**Source document**

= Palestinian Ambassador to the United Nations =

Leader of the Palestinian delegation to the United Nations

The Palestinian Ambassador to the United Nations, formally known as the Permanent Observer Mission of the State of Palestine to the United Nations, is the leader of the delegation charged with representing the State of Palestine at the United Nations. Despite the formal title, both "Ambassador" and "Permanent Observer" are used. The incumbent Permanent Observer is Riyad Mansour.

==History==
In November 1974, the PLO was recognized as competent on all matters concerning the question of Palestine by the UN General Assembly granting them observer status as a "non-state entity" at the UN. After the 1988 Declaration of Independence, the UN General Assembly officially "acknowledged" the proclamation and decided to use the designation "Palestine" instead of "Palestine Liberation Organization" in the UN.

On 29 November 2012, in a 138-9 vote (with 41 abstentions and 5 absences), the United Nations General Assembly passed resolution 67/19, upgrading the status of Palestinian delegation within the United Nations system from an "observer entity" to a "non-member observer state", which was described as recognition of the PLO's sovereignty.

The UN has permitted the State of Palestine to title its representative office to the UN as "The Permanent Observer Mission of the State of Palestine to the United Nations", and Palestine has instructed its diplomats to officially represent "The State of Palestine"—no longer the Palestinian National Authority.

**What you should do**
According to the article on the Palestinian Ambassador to the United Nations, which General Assembly resolution upgraded the Palestinian delegation to a "non-member observer state"?

(Items from a data source)
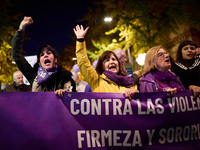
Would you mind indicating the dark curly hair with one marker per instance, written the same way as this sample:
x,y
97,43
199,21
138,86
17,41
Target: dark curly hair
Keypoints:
x,y
179,57
39,51
104,56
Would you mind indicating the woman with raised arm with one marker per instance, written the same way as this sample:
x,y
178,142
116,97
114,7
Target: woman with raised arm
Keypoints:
x,y
157,75
46,75
109,76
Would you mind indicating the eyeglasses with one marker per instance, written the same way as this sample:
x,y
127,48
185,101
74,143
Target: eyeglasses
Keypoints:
x,y
186,48
162,54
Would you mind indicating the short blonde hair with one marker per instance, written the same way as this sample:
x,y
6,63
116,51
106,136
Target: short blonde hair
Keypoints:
x,y
150,59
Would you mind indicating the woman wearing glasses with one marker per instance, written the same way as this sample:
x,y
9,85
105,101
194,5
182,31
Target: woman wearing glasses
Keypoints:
x,y
187,66
157,75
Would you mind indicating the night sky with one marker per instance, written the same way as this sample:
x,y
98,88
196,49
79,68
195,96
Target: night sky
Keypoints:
x,y
53,22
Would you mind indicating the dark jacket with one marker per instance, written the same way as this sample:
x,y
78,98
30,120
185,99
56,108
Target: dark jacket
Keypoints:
x,y
149,83
188,75
21,88
56,81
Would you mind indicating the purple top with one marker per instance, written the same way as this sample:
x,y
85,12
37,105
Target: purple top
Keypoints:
x,y
157,81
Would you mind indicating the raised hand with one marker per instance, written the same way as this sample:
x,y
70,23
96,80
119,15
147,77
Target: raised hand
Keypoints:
x,y
80,32
25,22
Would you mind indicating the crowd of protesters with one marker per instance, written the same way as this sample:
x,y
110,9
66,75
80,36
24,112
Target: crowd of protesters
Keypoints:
x,y
109,74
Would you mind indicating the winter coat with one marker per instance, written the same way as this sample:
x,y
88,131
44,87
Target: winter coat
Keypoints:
x,y
55,82
98,82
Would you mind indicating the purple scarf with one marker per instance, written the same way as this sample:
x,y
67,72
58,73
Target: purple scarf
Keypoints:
x,y
43,74
119,79
167,80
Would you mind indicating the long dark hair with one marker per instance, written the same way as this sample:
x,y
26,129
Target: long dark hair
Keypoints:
x,y
104,56
179,56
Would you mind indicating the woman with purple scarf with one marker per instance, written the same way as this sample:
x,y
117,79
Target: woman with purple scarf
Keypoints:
x,y
46,75
109,76
158,77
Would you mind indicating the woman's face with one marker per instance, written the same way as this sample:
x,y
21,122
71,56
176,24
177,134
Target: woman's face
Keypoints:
x,y
111,64
188,52
163,60
47,59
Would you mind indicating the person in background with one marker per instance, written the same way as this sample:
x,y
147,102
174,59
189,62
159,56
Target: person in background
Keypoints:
x,y
3,86
187,66
108,76
18,84
45,75
157,75
80,84
122,58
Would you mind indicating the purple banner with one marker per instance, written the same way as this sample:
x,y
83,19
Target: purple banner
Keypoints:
x,y
102,121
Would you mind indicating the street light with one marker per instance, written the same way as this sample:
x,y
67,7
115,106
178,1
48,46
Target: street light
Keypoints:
x,y
107,19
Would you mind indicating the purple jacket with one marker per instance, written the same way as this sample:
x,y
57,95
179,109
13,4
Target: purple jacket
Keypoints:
x,y
148,83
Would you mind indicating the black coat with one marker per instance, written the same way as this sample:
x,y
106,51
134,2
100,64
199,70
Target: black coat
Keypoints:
x,y
55,82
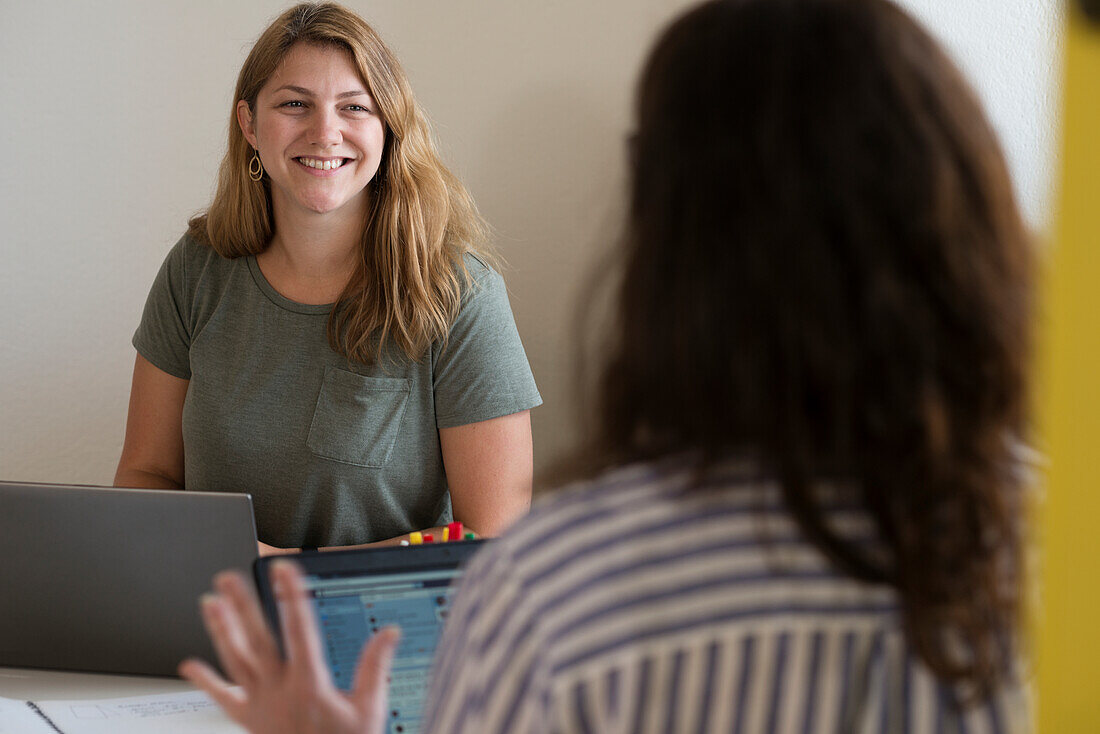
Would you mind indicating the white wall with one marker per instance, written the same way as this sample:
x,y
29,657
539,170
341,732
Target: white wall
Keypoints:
x,y
113,119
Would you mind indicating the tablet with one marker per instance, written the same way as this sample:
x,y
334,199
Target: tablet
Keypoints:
x,y
358,592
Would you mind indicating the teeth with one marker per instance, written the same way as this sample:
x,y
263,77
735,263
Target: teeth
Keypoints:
x,y
321,165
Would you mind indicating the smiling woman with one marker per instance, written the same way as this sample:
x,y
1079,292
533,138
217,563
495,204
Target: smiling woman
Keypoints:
x,y
330,336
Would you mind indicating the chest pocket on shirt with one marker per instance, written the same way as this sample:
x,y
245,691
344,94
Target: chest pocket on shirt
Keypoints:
x,y
356,418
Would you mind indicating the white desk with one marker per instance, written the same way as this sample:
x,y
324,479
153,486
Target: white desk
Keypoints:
x,y
105,703
36,685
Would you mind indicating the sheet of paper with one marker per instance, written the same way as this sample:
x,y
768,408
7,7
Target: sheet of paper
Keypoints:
x,y
191,712
17,718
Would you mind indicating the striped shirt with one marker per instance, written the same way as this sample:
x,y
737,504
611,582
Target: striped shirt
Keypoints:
x,y
634,604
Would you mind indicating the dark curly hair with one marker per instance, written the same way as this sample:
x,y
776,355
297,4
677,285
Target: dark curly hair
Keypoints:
x,y
825,266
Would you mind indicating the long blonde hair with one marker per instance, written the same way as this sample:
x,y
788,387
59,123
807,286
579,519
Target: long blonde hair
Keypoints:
x,y
408,282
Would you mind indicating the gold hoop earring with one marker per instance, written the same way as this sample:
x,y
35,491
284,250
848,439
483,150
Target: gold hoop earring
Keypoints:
x,y
255,166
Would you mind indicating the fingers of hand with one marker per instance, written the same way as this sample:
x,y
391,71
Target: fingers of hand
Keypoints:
x,y
298,621
372,675
237,589
229,639
207,679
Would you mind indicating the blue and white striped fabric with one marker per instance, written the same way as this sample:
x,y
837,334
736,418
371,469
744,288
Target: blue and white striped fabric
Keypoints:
x,y
630,604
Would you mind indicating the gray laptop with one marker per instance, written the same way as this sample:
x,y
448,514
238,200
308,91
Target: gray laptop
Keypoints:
x,y
107,579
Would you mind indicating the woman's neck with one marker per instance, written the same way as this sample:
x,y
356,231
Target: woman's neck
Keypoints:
x,y
311,258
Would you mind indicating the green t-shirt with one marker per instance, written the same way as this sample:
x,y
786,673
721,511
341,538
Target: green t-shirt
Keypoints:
x,y
333,452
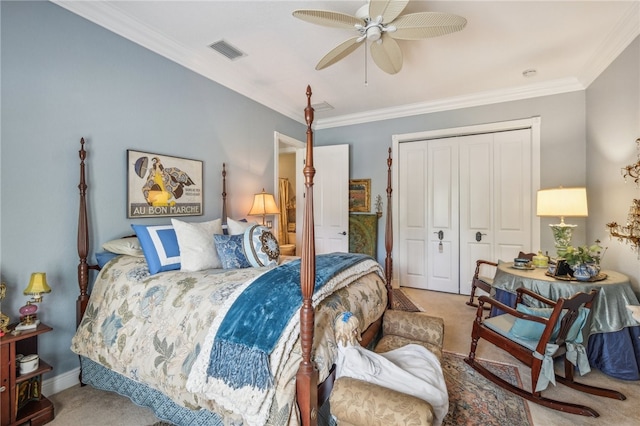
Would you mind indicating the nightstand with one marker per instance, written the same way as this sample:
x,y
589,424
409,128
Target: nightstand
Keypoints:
x,y
21,399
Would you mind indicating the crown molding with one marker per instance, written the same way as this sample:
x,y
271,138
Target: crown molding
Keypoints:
x,y
613,45
482,98
113,19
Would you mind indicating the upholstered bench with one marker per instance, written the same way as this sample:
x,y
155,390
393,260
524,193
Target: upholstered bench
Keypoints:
x,y
356,402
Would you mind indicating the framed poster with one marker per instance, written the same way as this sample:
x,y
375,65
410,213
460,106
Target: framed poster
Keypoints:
x,y
360,195
161,185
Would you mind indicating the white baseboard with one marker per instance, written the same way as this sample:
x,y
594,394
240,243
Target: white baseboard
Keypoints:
x,y
61,382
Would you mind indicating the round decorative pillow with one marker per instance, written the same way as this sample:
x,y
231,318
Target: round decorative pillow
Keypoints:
x,y
261,246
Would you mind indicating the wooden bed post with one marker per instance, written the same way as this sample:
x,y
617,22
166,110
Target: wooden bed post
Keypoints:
x,y
83,241
307,376
388,238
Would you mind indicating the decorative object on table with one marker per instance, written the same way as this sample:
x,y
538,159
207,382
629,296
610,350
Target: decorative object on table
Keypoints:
x,y
363,234
562,202
360,195
162,185
264,204
37,287
584,261
28,363
540,260
4,319
631,231
379,205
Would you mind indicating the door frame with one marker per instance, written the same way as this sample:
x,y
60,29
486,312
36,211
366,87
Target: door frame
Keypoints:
x,y
284,143
532,123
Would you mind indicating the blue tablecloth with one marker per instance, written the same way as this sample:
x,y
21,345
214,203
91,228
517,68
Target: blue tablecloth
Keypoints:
x,y
614,336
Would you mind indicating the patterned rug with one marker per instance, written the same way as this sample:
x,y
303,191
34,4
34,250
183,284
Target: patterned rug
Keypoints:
x,y
402,302
475,401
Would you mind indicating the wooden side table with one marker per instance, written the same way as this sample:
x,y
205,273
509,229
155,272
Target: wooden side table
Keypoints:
x,y
21,399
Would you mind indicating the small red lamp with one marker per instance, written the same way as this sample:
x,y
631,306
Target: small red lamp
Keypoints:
x,y
36,288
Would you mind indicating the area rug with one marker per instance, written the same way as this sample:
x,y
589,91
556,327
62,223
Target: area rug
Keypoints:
x,y
402,302
474,400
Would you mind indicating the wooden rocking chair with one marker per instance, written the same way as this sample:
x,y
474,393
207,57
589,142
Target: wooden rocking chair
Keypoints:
x,y
535,336
482,281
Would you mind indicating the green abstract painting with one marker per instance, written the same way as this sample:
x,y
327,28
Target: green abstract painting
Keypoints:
x,y
363,234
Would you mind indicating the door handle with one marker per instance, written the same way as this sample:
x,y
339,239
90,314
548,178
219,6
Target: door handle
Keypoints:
x,y
479,236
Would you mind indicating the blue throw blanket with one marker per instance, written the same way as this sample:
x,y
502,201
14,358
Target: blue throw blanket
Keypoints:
x,y
255,321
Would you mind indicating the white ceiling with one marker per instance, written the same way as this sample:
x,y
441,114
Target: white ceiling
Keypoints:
x,y
569,43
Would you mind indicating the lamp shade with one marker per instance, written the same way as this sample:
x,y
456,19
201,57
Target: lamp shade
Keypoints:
x,y
561,202
37,284
263,204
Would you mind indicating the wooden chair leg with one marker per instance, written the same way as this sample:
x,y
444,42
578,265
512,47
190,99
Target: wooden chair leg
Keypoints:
x,y
568,381
533,397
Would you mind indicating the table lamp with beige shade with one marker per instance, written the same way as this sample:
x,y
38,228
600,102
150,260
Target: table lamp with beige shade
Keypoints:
x,y
37,287
562,202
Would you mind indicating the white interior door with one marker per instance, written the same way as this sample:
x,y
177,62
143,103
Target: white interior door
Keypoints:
x,y
495,199
461,199
330,197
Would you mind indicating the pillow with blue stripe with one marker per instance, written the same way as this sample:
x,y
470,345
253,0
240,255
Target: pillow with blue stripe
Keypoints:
x,y
160,247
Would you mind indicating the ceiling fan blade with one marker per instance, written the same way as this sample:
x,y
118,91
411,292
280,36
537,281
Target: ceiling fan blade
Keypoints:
x,y
388,9
328,18
338,52
416,26
387,55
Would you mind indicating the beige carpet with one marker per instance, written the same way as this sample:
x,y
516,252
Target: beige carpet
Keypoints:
x,y
90,407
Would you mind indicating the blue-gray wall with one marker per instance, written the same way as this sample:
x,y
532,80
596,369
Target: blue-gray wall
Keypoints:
x,y
64,78
613,125
562,145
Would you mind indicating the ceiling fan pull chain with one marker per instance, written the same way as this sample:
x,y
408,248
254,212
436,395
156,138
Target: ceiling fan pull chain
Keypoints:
x,y
366,76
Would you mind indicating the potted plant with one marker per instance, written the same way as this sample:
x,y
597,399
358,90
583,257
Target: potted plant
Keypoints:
x,y
583,260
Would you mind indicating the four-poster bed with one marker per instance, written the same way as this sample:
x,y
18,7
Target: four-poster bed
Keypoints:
x,y
104,318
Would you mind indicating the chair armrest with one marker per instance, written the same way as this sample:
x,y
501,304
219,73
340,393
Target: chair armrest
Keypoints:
x,y
414,325
357,402
522,291
507,309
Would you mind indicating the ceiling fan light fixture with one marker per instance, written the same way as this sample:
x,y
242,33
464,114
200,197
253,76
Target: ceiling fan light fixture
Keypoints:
x,y
388,25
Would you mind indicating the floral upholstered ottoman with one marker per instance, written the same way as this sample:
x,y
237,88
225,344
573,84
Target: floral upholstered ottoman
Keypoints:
x,y
358,402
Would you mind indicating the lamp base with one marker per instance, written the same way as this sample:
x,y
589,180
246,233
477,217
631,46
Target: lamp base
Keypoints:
x,y
562,234
28,326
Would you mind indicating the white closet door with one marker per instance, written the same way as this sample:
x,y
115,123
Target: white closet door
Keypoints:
x,y
412,199
495,199
462,199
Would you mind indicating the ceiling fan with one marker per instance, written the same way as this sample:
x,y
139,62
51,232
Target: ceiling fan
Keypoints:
x,y
380,23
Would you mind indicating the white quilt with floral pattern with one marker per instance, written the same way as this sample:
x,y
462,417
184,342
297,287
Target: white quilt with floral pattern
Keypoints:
x,y
151,328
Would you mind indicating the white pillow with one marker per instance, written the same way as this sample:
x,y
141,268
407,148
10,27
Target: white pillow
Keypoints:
x,y
128,245
236,227
197,249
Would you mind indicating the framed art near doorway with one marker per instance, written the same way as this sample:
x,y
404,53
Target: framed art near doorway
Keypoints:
x,y
360,195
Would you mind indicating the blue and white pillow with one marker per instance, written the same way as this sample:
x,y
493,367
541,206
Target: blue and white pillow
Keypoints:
x,y
261,246
230,250
160,247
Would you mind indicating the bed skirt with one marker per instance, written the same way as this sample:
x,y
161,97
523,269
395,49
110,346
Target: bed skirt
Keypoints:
x,y
163,407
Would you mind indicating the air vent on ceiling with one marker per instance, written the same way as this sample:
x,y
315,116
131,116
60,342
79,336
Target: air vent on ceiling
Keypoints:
x,y
323,106
227,50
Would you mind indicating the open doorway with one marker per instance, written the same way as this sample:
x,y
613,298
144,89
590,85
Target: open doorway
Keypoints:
x,y
286,187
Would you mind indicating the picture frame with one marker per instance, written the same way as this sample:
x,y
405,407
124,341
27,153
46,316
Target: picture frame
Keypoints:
x,y
163,185
360,195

**Response to this exercise**
Resolution 67/19